── DATA TO USE

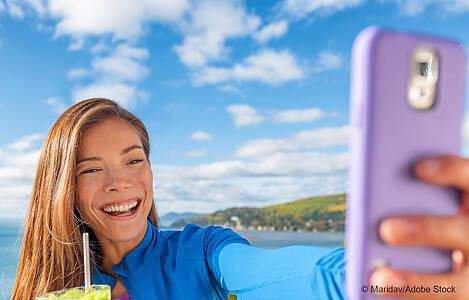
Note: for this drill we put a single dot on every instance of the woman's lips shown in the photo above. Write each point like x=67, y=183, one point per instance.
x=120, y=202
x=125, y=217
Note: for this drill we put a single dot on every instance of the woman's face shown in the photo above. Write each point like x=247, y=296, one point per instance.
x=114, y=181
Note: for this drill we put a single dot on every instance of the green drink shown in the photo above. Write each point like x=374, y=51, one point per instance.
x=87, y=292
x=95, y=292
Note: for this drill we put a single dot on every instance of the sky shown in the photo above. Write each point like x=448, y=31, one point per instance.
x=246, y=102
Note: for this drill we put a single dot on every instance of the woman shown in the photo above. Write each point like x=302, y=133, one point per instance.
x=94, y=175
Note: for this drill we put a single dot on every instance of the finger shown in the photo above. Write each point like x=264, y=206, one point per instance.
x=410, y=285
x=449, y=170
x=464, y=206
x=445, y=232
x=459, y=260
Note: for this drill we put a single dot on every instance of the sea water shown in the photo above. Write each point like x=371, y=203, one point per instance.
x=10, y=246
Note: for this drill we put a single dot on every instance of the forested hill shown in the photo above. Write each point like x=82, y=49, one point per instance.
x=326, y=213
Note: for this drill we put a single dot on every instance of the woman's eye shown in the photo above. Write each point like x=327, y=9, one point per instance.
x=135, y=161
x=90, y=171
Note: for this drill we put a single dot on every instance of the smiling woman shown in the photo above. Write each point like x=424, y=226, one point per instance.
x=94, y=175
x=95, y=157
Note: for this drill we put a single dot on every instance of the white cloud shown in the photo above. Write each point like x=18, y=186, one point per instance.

────
── DATA TO USE

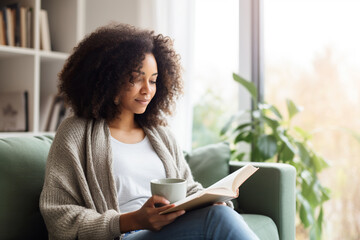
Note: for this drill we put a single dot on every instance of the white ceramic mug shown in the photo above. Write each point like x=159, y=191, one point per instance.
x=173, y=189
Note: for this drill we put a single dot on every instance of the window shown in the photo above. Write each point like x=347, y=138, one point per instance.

────

TASK BRIEF. Render everything from the line that contains "y=183, one point per instance." down to the line that contains "x=125, y=217", both included, as a Markdown table with the columns Row and Line text. Give one row per line and number them in order. Leave out blank lines, and include no other lines.

WORKED SOLUTION.
| Row | Line text |
|---|---|
| 1 | Note: for this drill we put a single dot on every instance of the woman's lips shown in the photo above. Write each point like x=67, y=183, one point per instance. |
| 2 | x=120, y=202 |
| 3 | x=125, y=217 |